• WORK INSTRUCTION: The whole listing that follows should be printed again, unchanged.

• DATA EXCERPTS:
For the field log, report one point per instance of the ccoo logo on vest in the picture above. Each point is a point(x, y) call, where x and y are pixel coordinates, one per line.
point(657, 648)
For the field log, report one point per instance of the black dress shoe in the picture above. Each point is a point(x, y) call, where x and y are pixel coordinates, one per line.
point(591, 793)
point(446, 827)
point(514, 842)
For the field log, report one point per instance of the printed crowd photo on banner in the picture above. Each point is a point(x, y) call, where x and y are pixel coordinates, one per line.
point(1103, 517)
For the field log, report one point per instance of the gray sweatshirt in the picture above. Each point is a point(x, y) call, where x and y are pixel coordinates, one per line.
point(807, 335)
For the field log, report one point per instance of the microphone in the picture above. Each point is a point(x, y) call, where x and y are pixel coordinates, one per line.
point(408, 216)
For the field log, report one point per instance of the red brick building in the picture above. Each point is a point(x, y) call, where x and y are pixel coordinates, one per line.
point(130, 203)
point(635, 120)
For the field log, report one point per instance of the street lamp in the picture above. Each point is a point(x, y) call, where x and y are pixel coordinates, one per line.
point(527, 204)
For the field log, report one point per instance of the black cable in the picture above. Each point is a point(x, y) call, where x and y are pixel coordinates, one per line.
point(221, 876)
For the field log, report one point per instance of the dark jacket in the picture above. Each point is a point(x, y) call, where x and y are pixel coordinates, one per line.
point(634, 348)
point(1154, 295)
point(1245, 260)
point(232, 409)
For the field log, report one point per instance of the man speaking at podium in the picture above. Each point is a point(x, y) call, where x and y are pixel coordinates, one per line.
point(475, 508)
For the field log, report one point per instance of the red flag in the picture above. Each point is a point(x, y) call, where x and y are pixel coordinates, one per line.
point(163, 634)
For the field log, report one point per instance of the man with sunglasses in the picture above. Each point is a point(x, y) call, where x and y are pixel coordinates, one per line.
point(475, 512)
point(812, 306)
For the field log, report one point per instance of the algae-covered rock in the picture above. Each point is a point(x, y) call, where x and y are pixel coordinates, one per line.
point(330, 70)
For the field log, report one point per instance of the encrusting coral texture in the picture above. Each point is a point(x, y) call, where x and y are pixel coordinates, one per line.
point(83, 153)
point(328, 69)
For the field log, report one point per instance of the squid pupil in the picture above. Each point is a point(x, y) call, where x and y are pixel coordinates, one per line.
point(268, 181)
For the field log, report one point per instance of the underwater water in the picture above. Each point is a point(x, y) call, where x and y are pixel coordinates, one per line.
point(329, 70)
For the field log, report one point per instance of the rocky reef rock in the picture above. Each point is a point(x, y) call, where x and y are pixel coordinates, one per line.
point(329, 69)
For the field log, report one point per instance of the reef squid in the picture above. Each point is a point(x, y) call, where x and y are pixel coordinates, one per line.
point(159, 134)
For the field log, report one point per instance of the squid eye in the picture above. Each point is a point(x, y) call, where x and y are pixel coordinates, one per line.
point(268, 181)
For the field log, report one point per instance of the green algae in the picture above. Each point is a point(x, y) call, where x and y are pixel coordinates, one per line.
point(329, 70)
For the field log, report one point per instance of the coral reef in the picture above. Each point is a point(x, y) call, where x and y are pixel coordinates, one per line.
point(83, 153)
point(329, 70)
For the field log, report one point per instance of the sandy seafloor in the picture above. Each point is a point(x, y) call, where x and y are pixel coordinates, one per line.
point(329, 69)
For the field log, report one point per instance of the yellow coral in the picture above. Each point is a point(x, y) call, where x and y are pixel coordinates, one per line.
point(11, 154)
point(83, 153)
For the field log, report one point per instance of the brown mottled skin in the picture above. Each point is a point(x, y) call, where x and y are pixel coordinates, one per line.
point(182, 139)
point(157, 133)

• OUTPUT OF THE TASK:
For the field log, report one point per instance of the ccoo logo on vest in the picture above. Each point is a point(x, y) call, where x and y are pixel coordinates, one per line.
point(657, 648)
For the field log, report one point per instance of the black dress shoe in the picture above. Each point is a point(x, y) call, where x and y are pixel coordinates, one per line.
point(591, 793)
point(446, 827)
point(514, 842)
For the field log, report one point per instance of the printed crowd photo on banner in the picture above. Each point is a point(x, y) call, where x and y are pixel coordinates, one per line.
point(1103, 517)
For the field log, report one point per instance of the gray sweatshirt in the picture above. Each point is a point(x, y) call, where x and y are pixel coordinates, one per line.
point(807, 335)
For the field log, report one point per instance of the microphone in the picture above. Each point is a point(x, y) call, where x and y are pixel coordinates, one per line.
point(408, 216)
For the field log, report one point per instance of the red brick building in the picture above. Each point is a point(x, y) call, where x and y are pixel coordinates, one per line.
point(130, 203)
point(635, 120)
For the field log, report one point per instance of the street lamp in the picture above. Each point is a point(x, y) call, where x and y are pixel coordinates, one per line.
point(527, 204)
For the field log, report one point per instance of the black cable in the picture above. Each point is a point(x, y) call, where x and y are pixel coordinates, one per line.
point(221, 876)
For the field log, report one point per instance of the dark jacket in the picture above. Each point is a point(x, y) call, where x and y are pixel coordinates, one per line.
point(634, 348)
point(1154, 295)
point(1245, 260)
point(232, 409)
For the field log, report one point per instance of the man speaking at podium in the picture above. Each point is a point(x, y) call, where x and y are pixel coordinates, one per line.
point(475, 508)
For the field log, report one point per instance of the red flag in the picture above. Each point is a point(x, y) call, where x and y are pixel coordinates, one per line.
point(163, 634)
For the field log, report one point per instance of the man with sunglasses in the picture above. Each point is a point(x, y) call, where x and y are pixel coordinates, one per line.
point(475, 512)
point(812, 306)
For the field log, report one point per instance of the algae-covered rock in the picture above. Each point is a point(x, y) call, where x and y are pixel coordinates, one per line.
point(330, 70)
For the field log, report one point per instance of the encrusting coral texture in the picture above. Each point is a point(x, y) call, where x and y are pixel coordinates, one per line.
point(83, 153)
point(328, 69)
For the field log, report one point per instance of the squid pupil in the picture above. Each point is a point(x, y) call, where x and y are pixel coordinates, one per line.
point(268, 181)
For the field log, report one point per instance of the underwater water in the picture above. Each point is a point(x, y) call, where x and y are pixel coordinates, one per line.
point(329, 70)
For the field log, report one point per instance of the rocky reef rock in the picture above. Each point is a point(x, y) call, where x and y are pixel coordinates, one per line.
point(329, 69)
For the field log, report one point per instance of the reef squid in the picture above. Each point is a point(x, y) call, where x and y are pixel coordinates, one per line.
point(159, 134)
For the field log, report one point per instance of the squid eye in the picture above. Each point is a point(x, y) call, where x and y are pixel coordinates, one per line.
point(268, 181)
For the field log, report one point per instance of the green algae in the picture above. Each point is a point(x, y) call, where x and y are pixel coordinates, one per line.
point(329, 70)
For the field log, report one point per instance of the coral reef in the picture above. Each point is a point(x, y) call, where x and y are pixel coordinates, one per line.
point(83, 153)
point(329, 70)
For the field log, report one point per instance of the sandy seafloor in the picture above. Each point is a point(x, y) call, where x and y are pixel coordinates, one per line.
point(329, 69)
For the field log, report one point per instance of the yellow coral in the picture above. Each point is a point(x, y) call, where x and y are pixel coordinates, one per line.
point(11, 154)
point(83, 153)
For the field log, report one point per instance of the brown mottled skin in the picture above. Each point is a point(x, y) call, where x and y are pixel coordinates, one per line.
point(182, 139)
point(157, 133)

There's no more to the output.